Point localization data
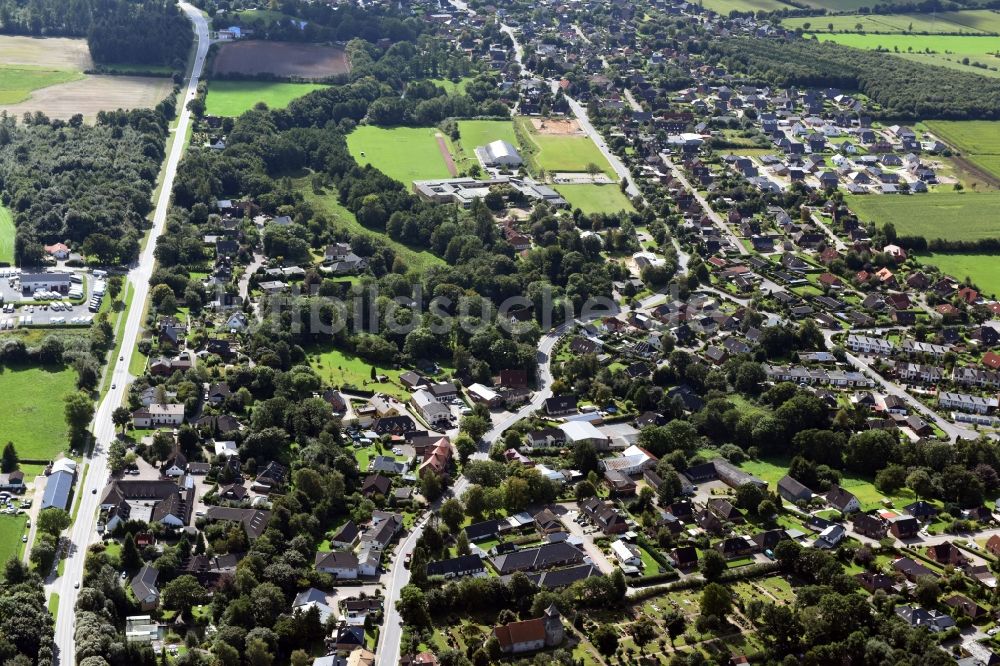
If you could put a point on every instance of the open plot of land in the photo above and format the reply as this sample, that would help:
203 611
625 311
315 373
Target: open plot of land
592 198
6 236
563 152
33 409
92 94
307 61
342 218
47 53
403 153
941 50
232 98
973 22
983 269
948 215
11 529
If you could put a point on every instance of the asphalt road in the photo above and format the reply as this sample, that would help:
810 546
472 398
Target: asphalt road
82 532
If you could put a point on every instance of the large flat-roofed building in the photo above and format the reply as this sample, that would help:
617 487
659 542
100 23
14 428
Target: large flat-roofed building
464 190
498 154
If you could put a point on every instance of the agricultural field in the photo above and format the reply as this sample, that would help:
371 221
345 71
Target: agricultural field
977 140
6 236
972 22
965 215
33 409
982 269
942 50
305 61
342 218
558 149
232 98
48 75
403 153
594 198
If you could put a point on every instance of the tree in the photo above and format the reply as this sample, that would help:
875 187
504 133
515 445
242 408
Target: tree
182 594
605 638
79 411
10 460
121 417
53 521
716 600
712 564
130 558
452 513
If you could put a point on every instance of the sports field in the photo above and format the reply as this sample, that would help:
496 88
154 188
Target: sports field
973 22
947 215
33 409
593 198
232 98
342 218
982 269
6 236
403 153
563 152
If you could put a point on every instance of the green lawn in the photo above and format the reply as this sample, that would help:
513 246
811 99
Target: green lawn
978 21
232 98
404 153
6 236
592 198
18 81
942 50
948 215
571 153
342 369
11 530
982 269
33 409
978 140
342 218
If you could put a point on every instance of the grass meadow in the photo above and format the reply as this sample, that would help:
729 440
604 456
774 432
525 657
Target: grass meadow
593 198
556 153
948 215
342 218
6 236
33 409
403 153
982 269
232 98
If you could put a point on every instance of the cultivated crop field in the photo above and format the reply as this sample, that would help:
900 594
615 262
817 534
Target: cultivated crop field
563 152
983 269
403 153
973 22
33 409
232 98
306 61
595 198
948 215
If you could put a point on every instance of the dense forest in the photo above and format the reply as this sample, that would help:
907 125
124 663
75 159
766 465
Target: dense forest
902 89
117 31
89 186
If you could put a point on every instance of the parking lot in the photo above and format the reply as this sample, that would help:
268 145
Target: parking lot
43 308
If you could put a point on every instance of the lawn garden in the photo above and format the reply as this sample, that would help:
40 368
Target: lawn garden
232 98
403 153
950 215
33 409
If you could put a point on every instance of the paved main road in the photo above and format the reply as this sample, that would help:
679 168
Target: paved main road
83 530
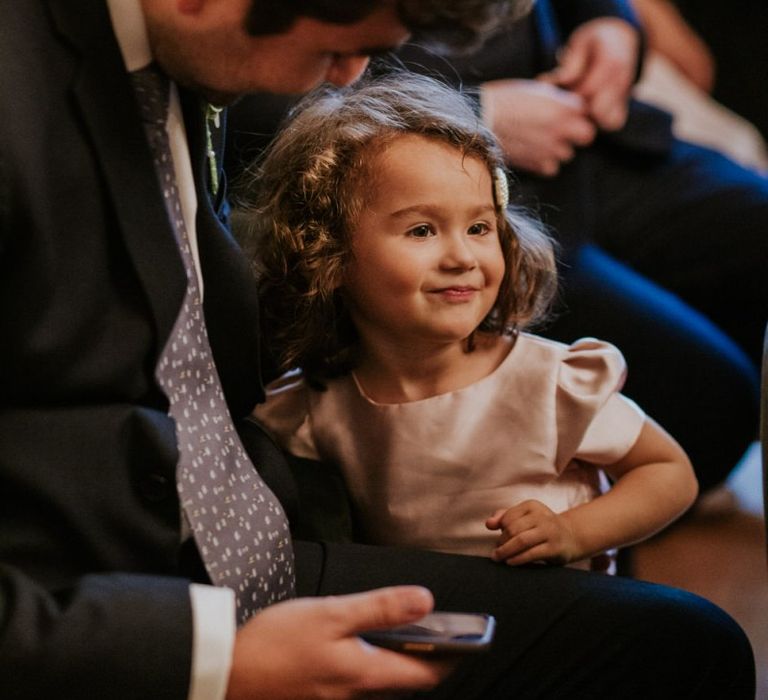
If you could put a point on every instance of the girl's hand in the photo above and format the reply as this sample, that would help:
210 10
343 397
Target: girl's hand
531 532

▶ **Task to carry out**
Restate the data word for word, minus any images.

▶ **Result**
If you could put a point on every instance of the open plot of land in the photo above and format the reply as this sample, that would help:
203 611
625 311
315 373
Target: open plot of land
592 198
6 236
563 152
33 409
92 94
307 61
342 218
47 53
403 153
941 50
232 98
973 22
983 269
948 215
11 529
If you could put a point on every instance of the asphalt road in the photo above and format the reply as this sample, that would help:
810 546
472 398
Target: asphalt road
82 532
If you could put a point on every instance of the large flat-roofed building in the photo above and format the reply as this sample, that would help:
617 487
659 542
100 23
14 428
Target: large flat-roofed building
464 190
498 154
If you could put a point on every instance of the agricultural field in the photo above and format the reply as this sample, that would help:
371 221
345 71
Target: agricultural field
977 140
6 236
972 22
965 215
33 409
982 269
942 50
305 61
342 218
558 149
232 98
48 75
403 153
594 198
If you could put a point on every instance of the tree in the photo above and format the reply as this sample, that would help:
875 187
504 133
515 445
242 408
Target: tree
182 594
605 638
79 411
10 460
121 417
53 521
716 600
712 564
130 558
452 513
If you could put a point on every instance of the sports field in the photo above and format the reply as this sample, that would help:
496 88
154 188
Target: sports field
973 22
947 215
33 409
593 198
232 98
342 218
982 269
6 236
403 153
563 152
If you could put a point on every instance of the green lawn in the photo above and format the reply as this sample, that would help:
513 246
811 99
Target: green lawn
978 21
232 98
404 153
6 236
592 198
18 81
942 50
948 215
571 153
342 369
11 530
982 269
33 409
978 140
342 218
If you could put a point on every instance of the grass meadow in the photo above and format the reply as this sample, that would help:
729 440
604 456
774 432
525 657
Target: grass meadow
593 198
556 153
948 215
342 218
6 236
33 409
403 153
982 269
232 98
If you could put a point on every instance of the cultivated crop field in the photo above and format the reply as this sample, that would help:
900 594
615 262
817 534
Target: cultivated crop field
563 152
983 269
403 153
973 22
33 409
232 98
306 61
595 198
948 215
If you could put a point on every instance of the dense forest in the photo above and format the reply as this sample, that would help:
907 125
124 663
75 159
766 465
Target: dense forest
902 89
117 31
89 186
If you could put a point on every instance of the parking lot in the photo above and format the reply as this sample, that would help:
268 145
Target: parking lot
43 308
If you could put a point on every instance of the lawn garden in the photo above and format the reply as this sample, that would help:
40 368
Target: lawn garden
232 98
403 153
950 215
33 409
If you could put a point on every instance of the paved main road in the photo above and format the reply as this sample, that would help:
679 168
Target: paved main road
83 530
If you could put a point on every instance of the girl's hand in the photo above and format the reply as this sample, that would help:
210 10
343 397
Target: girl's hand
531 532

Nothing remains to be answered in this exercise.